- **Short exercise**
Reproduce the rows from the line containing "Would you mind marking the dark" up to and including the final line of the rows, character for character.

- **Material to process**
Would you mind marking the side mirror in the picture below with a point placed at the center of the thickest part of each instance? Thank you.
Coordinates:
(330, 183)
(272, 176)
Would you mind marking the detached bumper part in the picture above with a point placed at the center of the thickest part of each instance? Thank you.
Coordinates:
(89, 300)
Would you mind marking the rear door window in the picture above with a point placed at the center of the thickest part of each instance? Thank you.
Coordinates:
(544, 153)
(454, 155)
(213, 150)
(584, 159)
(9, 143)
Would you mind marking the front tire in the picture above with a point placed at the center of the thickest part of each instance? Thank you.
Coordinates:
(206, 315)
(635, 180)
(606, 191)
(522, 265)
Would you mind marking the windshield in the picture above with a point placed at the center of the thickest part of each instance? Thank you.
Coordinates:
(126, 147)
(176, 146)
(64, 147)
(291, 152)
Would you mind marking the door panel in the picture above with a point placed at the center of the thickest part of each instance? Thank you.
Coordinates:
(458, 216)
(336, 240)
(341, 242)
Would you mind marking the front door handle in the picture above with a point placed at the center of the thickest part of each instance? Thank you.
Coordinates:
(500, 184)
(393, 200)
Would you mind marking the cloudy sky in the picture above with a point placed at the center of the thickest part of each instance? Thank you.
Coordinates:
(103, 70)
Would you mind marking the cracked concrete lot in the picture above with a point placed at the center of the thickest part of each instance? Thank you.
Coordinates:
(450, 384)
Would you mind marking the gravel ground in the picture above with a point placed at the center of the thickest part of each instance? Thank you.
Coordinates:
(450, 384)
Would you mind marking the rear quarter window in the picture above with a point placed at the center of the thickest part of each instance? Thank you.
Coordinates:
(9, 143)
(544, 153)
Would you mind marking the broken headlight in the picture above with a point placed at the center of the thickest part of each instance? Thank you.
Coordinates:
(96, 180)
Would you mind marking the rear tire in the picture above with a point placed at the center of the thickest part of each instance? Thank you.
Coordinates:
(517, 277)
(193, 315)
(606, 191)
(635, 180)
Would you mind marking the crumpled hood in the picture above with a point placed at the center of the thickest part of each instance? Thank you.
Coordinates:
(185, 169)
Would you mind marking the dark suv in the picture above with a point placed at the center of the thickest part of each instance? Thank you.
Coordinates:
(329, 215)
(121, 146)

- **Response below**
Would you mind marking the dark suv in the picture above with a point placed at the center of the thickest part of each instance? Thank you.
Coordinates:
(329, 215)
(121, 146)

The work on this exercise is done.